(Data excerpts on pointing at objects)
= = = = =
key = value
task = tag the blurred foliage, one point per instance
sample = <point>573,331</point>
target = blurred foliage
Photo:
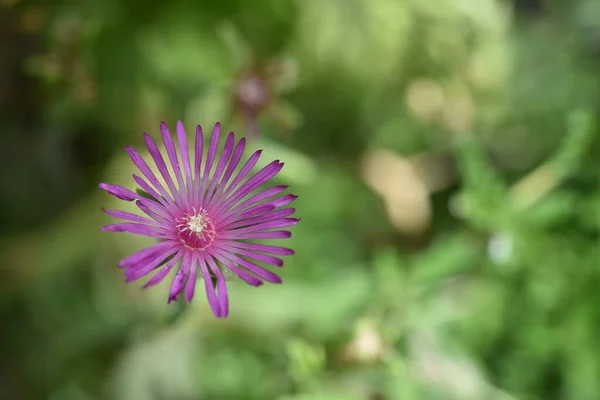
= = = = =
▸ The exercise
Reproduce the data above word for word, leaving out the picture.

▸ Result of this exercise
key = value
task = tag the blurred foliage, one point per instance
sample = <point>573,331</point>
target = blurred foliage
Photo:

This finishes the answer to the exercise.